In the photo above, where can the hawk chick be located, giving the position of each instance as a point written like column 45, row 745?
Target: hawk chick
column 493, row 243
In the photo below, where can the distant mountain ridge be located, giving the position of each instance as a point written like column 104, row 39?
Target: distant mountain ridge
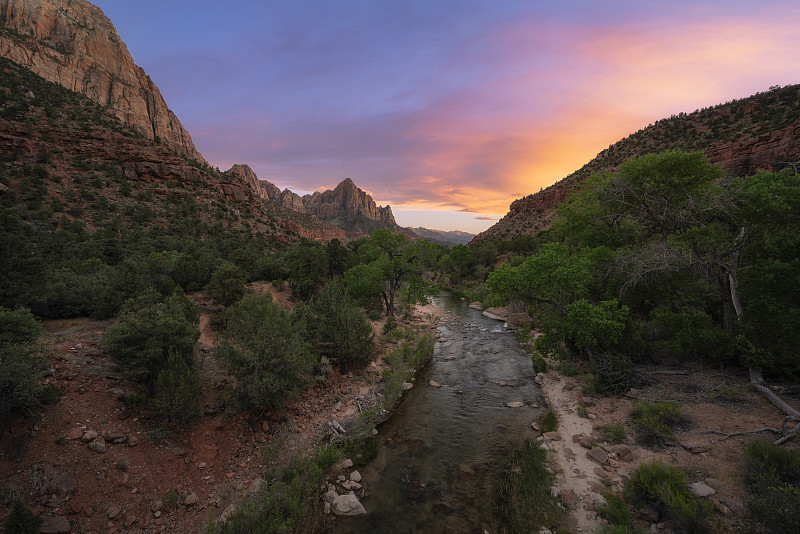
column 743, row 136
column 443, row 237
column 72, row 43
column 346, row 206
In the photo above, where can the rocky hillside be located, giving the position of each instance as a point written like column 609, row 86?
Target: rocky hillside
column 761, row 132
column 442, row 237
column 72, row 43
column 64, row 158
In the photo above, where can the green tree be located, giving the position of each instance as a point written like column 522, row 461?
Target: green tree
column 149, row 328
column 390, row 262
column 339, row 327
column 227, row 284
column 177, row 392
column 267, row 351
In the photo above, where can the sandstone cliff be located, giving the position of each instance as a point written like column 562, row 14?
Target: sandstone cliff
column 347, row 201
column 72, row 43
column 757, row 133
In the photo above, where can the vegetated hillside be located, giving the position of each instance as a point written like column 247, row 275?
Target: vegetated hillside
column 443, row 237
column 761, row 132
column 65, row 158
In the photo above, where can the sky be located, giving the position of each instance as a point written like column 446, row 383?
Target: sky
column 446, row 110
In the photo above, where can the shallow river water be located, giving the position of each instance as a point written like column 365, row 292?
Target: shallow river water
column 440, row 455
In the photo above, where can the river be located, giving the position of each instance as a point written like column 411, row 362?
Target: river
column 441, row 454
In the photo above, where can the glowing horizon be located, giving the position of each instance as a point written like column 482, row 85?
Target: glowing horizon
column 446, row 113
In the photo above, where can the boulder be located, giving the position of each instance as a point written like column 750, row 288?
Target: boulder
column 598, row 455
column 516, row 320
column 347, row 505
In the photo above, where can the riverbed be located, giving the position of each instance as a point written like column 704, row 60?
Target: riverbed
column 441, row 454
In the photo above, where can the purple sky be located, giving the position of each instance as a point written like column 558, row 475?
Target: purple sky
column 447, row 110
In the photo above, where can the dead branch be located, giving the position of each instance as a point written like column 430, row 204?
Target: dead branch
column 757, row 431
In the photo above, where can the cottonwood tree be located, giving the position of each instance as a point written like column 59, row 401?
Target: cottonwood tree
column 391, row 262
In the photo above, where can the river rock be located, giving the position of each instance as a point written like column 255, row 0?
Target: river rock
column 347, row 505
column 98, row 447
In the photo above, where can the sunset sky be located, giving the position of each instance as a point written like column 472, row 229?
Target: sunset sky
column 447, row 110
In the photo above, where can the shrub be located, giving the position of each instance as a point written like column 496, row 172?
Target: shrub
column 266, row 351
column 21, row 520
column 177, row 392
column 524, row 499
column 340, row 328
column 773, row 479
column 19, row 366
column 665, row 487
column 227, row 284
column 148, row 329
column 656, row 422
column 18, row 327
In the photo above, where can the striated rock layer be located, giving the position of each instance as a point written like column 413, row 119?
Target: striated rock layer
column 72, row 43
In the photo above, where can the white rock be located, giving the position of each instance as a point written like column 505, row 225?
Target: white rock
column 701, row 489
column 347, row 505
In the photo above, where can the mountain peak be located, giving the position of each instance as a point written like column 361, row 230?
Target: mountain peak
column 72, row 43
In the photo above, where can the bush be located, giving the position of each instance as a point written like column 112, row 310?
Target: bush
column 773, row 479
column 227, row 284
column 524, row 500
column 177, row 392
column 266, row 350
column 655, row 422
column 665, row 487
column 18, row 327
column 340, row 328
column 148, row 329
column 21, row 520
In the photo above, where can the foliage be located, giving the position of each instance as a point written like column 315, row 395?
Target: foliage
column 21, row 520
column 339, row 327
column 20, row 363
column 390, row 262
column 524, row 500
column 665, row 487
column 177, row 393
column 773, row 481
column 227, row 284
column 267, row 351
column 18, row 326
column 655, row 422
column 149, row 328
column 288, row 503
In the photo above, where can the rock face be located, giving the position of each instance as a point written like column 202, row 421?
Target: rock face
column 347, row 201
column 72, row 43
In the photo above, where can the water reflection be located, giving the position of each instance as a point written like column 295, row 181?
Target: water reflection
column 440, row 455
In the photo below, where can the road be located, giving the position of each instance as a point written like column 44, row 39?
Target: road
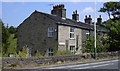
column 112, row 64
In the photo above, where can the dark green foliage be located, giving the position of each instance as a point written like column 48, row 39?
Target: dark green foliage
column 5, row 36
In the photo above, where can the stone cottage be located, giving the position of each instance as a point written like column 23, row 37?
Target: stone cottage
column 49, row 33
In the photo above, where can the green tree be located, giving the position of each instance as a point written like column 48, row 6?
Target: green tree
column 12, row 29
column 5, row 36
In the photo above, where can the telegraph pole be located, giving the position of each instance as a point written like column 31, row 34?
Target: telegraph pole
column 95, row 50
column 50, row 6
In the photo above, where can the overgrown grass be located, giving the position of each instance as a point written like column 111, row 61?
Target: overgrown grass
column 63, row 53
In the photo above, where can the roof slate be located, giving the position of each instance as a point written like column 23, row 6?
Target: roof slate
column 70, row 22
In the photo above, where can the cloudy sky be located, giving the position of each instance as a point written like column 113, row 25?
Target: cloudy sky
column 14, row 13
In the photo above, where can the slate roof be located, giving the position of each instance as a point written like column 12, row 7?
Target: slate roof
column 70, row 22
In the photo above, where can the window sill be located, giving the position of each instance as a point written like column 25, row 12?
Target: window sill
column 72, row 38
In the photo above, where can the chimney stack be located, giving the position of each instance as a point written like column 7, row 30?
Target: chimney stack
column 99, row 20
column 88, row 20
column 75, row 16
column 59, row 10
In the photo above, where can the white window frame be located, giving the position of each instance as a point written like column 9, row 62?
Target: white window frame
column 72, row 33
column 50, row 31
column 50, row 51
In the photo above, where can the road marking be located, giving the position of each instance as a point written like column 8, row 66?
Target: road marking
column 60, row 67
column 94, row 66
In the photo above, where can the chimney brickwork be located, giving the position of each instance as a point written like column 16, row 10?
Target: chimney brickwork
column 59, row 10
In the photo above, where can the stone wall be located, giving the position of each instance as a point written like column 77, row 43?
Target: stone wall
column 65, row 40
column 52, row 59
column 33, row 34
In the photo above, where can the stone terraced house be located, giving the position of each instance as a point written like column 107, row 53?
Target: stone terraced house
column 49, row 33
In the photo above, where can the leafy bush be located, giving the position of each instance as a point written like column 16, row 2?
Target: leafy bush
column 38, row 54
column 23, row 53
column 63, row 53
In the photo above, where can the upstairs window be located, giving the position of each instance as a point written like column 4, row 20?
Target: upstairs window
column 50, row 52
column 71, row 32
column 51, row 32
column 72, row 49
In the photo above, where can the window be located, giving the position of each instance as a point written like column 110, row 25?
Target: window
column 51, row 32
column 72, row 48
column 50, row 52
column 71, row 32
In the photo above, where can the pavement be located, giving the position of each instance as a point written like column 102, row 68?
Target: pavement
column 94, row 65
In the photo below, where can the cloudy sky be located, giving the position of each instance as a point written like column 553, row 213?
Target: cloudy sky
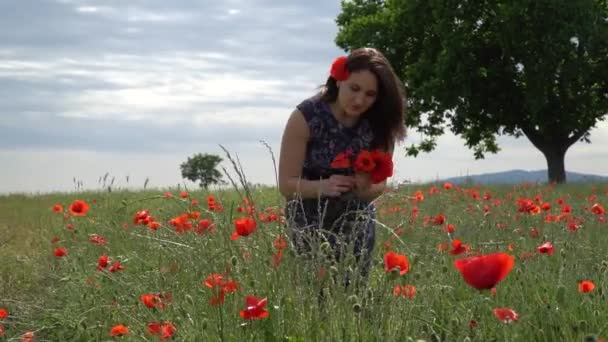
column 132, row 88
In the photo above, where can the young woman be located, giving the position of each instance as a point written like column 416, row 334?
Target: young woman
column 360, row 107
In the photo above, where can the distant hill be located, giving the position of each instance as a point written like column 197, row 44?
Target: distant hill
column 522, row 176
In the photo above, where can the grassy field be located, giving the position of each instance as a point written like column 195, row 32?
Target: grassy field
column 185, row 279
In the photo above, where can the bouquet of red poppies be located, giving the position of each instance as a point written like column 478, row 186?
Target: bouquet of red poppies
column 378, row 164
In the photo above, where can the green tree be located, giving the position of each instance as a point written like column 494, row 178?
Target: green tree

•••••

**REQUIRED WORK:** Output the lines above as a JSON list of strings, one string per line, with blank lines omitted and the pictures left out.

**FINAL RESULT:**
[
  "In the photo above, where can the hawk chick be located, giving the position of each instance as a point written like column 45, row 745?",
  "Target: hawk chick",
  "column 493, row 243",
  "In the photo below, where can the distant mountain ridge be located, giving the position of each instance as a point written like column 104, row 39?",
  "Target: distant mountain ridge",
  "column 743, row 136",
  "column 443, row 237",
  "column 72, row 43",
  "column 346, row 206",
  "In the photo above, where can the rocky hillside be located, giving the position of each instance as a point written like column 609, row 86?",
  "Target: rocky hillside",
  "column 761, row 132",
  "column 442, row 237",
  "column 72, row 43",
  "column 64, row 158",
  "In the photo above, where can the green tree be located, giving the position of each instance as a point written like column 522, row 461?",
  "Target: green tree",
  "column 149, row 328",
  "column 390, row 262",
  "column 339, row 327",
  "column 227, row 284",
  "column 177, row 392",
  "column 267, row 351",
  "In the photo above, where can the sandstone cliff be located, giving the position of each instance as a point written like column 562, row 14?",
  "Target: sandstone cliff",
  "column 347, row 201",
  "column 72, row 43",
  "column 757, row 133",
  "In the photo above, where can the vegetated hillside be located, giving the position of each instance as a point written like column 247, row 275?",
  "Target: vegetated hillside",
  "column 443, row 237",
  "column 761, row 132",
  "column 65, row 158",
  "In the photo above, where can the sky be located, giving the position of each instance as a point written like column 446, row 383?",
  "Target: sky",
  "column 446, row 110",
  "In the photo above, where can the shallow river water be located, giving the position of each instance as a point written like column 365, row 292?",
  "Target: shallow river water",
  "column 440, row 455",
  "In the photo above, where can the river be located, giving the position of each instance as a point written like column 411, row 362?",
  "Target: river",
  "column 441, row 454",
  "In the photo above, where can the glowing horizon be located, giving the position of each instance as a point written like column 482, row 85?",
  "Target: glowing horizon",
  "column 446, row 113",
  "In the photo above, where can the boulder be located, giving the position of each instance as a point written like column 750, row 288?",
  "Target: boulder",
  "column 598, row 455",
  "column 516, row 320",
  "column 347, row 505",
  "In the photo above, where can the riverbed be located, giving the position of each instance as a point written like column 704, row 60?",
  "Target: riverbed",
  "column 441, row 454",
  "In the photo above, where can the purple sky be located, giving the position of each instance as a point written like column 558, row 475?",
  "Target: purple sky",
  "column 447, row 110",
  "In the photo above, where can the dead branch be located, giving the position of each instance as a point written like column 430, row 204?",
  "Target: dead branch",
  "column 757, row 431",
  "In the photo above, where can the cottonwood tree be located, giving the position of each instance as a point written like column 59, row 401?",
  "Target: cottonwood tree",
  "column 391, row 262",
  "In the photo above, where can the river rock be located, giving the position of each instance as a point written like column 255, row 0?",
  "Target: river rock",
  "column 347, row 505",
  "column 98, row 447",
  "In the photo above, where can the sunset sky be located, giving the position of each instance as a point written like column 472, row 229?",
  "Target: sunset sky",
  "column 447, row 110",
  "In the photo above, where can the shrub be located, giving the position of each instance as a point written like column 496, row 172?",
  "Target: shrub",
  "column 266, row 351",
  "column 21, row 520",
  "column 177, row 392",
  "column 524, row 499",
  "column 340, row 328",
  "column 773, row 479",
  "column 19, row 366",
  "column 665, row 487",
  "column 227, row 284",
  "column 148, row 329",
  "column 656, row 422",
  "column 18, row 327",
  "In the photo above, where can the striated rock layer be located, giving the position of each instance as a point written like column 413, row 119?",
  "Target: striated rock layer",
  "column 72, row 43",
  "In the photo above, where can the white rock be located, giving the position of each instance as a point written like column 505, row 225?",
  "Target: white rock",
  "column 701, row 489",
  "column 347, row 505",
  "In the photo above, where can the mountain peak be located, giving the position of each instance as a point written like column 361, row 230?",
  "Target: mountain peak",
  "column 72, row 43",
  "In the photo above, where can the bush be located, giving the position of each instance as a point written like column 112, row 310?",
  "Target: bush",
  "column 773, row 479",
  "column 227, row 284",
  "column 524, row 500",
  "column 177, row 392",
  "column 266, row 350",
  "column 655, row 422",
  "column 665, row 487",
  "column 18, row 327",
  "column 340, row 328",
  "column 148, row 329",
  "column 21, row 520",
  "In the photo above, where can the foliage be located, giving the position of each instance as a point written like column 315, row 395?",
  "Target: foliage",
  "column 21, row 520",
  "column 339, row 327",
  "column 20, row 363",
  "column 390, row 262",
  "column 524, row 500",
  "column 665, row 487",
  "column 177, row 393",
  "column 773, row 481",
  "column 227, row 284",
  "column 267, row 351",
  "column 18, row 326",
  "column 655, row 422",
  "column 149, row 328",
  "column 288, row 503",
  "In the photo above, where can the rock face be located, giving the position of each instance as a point written like column 202, row 421?",
  "Target: rock face",
  "column 347, row 201",
  "column 72, row 43",
  "In the photo above, where can the water reflection be located, giving the position of each instance as a point written like column 295, row 181?",
  "Target: water reflection",
  "column 440, row 455",
  "In the photo below, where can the road be located, giving the position of each instance as a point written like column 44, row 39?",
  "Target: road",
  "column 112, row 64",
  "In the photo above, where can the dark green foliage be located, giving the position of each instance as a point written like column 48, row 39?",
  "Target: dark green foliage",
  "column 5, row 36",
  "In the photo above, where can the stone cottage be located, giving the position of each instance as a point written like column 23, row 37?",
  "Target: stone cottage",
  "column 49, row 33",
  "In the photo above, where can the green tree be located, giving the position of each instance as a point written like column 48, row 6?",
  "Target: green tree",
  "column 12, row 29",
  "column 5, row 36",
  "In the photo above, where can the telegraph pole be located, giving the position of each instance as a point written like column 31, row 34?",
  "Target: telegraph pole",
  "column 95, row 50",
  "column 50, row 6",
  "In the photo above, where can the overgrown grass be located, giving the position of each instance as a point written like column 111, row 61?",
  "Target: overgrown grass",
  "column 63, row 53",
  "In the photo above, where can the roof slate be located, giving the position of each instance as a point written like column 23, row 6?",
  "Target: roof slate",
  "column 70, row 22",
  "In the photo above, where can the cloudy sky be located, giving the position of each instance as a point written like column 113, row 25?",
  "Target: cloudy sky",
  "column 14, row 13",
  "In the photo above, where can the slate roof be located, giving the position of each instance as a point written like column 12, row 7?",
  "Target: slate roof",
  "column 70, row 22",
  "In the photo above, where can the window sill be located, giving the position of each instance as a point written like column 25, row 12?",
  "Target: window sill",
  "column 72, row 38",
  "In the photo above, where can the chimney stack be located, giving the position of each instance as a point written like column 7, row 30?",
  "Target: chimney stack",
  "column 99, row 20",
  "column 88, row 20",
  "column 75, row 16",
  "column 59, row 10",
  "In the photo above, where can the white window frame be located, giving the position of each instance as a point written like column 9, row 62?",
  "Target: white window frame",
  "column 72, row 33",
  "column 50, row 31",
  "column 50, row 51",
  "In the photo above, where can the road marking be located, giving the position of each instance as a point written like column 8, row 66?",
  "Target: road marking",
  "column 60, row 67",
  "column 94, row 66",
  "In the photo above, where can the chimney brickwork be located, giving the position of each instance as a point written like column 16, row 10?",
  "Target: chimney brickwork",
  "column 59, row 10",
  "In the photo above, where can the stone wall be located, giving the position of each instance as a point written like column 77, row 43?",
  "Target: stone wall",
  "column 65, row 40",
  "column 52, row 59",
  "column 33, row 34",
  "In the photo above, where can the stone terraced house be located, giving the position of each instance as a point written like column 107, row 53?",
  "Target: stone terraced house",
  "column 49, row 33",
  "In the photo above, where can the leafy bush be located, giving the position of each instance as a point written like column 16, row 2?",
  "Target: leafy bush",
  "column 38, row 54",
  "column 23, row 53",
  "column 63, row 53",
  "In the photo above, where can the upstairs window be located, giving the position of each instance as a point written like column 4, row 20?",
  "Target: upstairs window",
  "column 50, row 52",
  "column 71, row 32",
  "column 51, row 32",
  "column 72, row 49",
  "In the photo above, where can the window be located, giving the position of each instance as a point written like column 110, row 25?",
  "Target: window",
  "column 51, row 32",
  "column 72, row 48",
  "column 50, row 52",
  "column 71, row 32",
  "In the photo above, where can the pavement be located, giving the position of each instance as a point written like column 102, row 68?",
  "Target: pavement",
  "column 94, row 65",
  "In the photo below, where can the cloudy sky be located, giving the position of each instance as a point written like column 553, row 213?",
  "Target: cloudy sky",
  "column 132, row 88",
  "In the photo above, where can the young woman be located, giving the position of each instance as a point written like column 416, row 334?",
  "Target: young woman",
  "column 360, row 107",
  "In the photo above, where can the distant hill be located, giving the position of each instance as a point written like column 197, row 44?",
  "Target: distant hill",
  "column 522, row 176",
  "In the photo above, where can the grassy field be located, giving the position of each instance as a point written like column 195, row 32?",
  "Target: grassy field",
  "column 185, row 279",
  "In the photo above, where can the bouquet of red poppies be located, giving the position of each instance as a point written like column 478, row 186?",
  "Target: bouquet of red poppies",
  "column 378, row 164",
  "In the photo above, where can the green tree be located, giving the position of each instance as a point written like column 494, row 178?",
  "Target: green tree"
]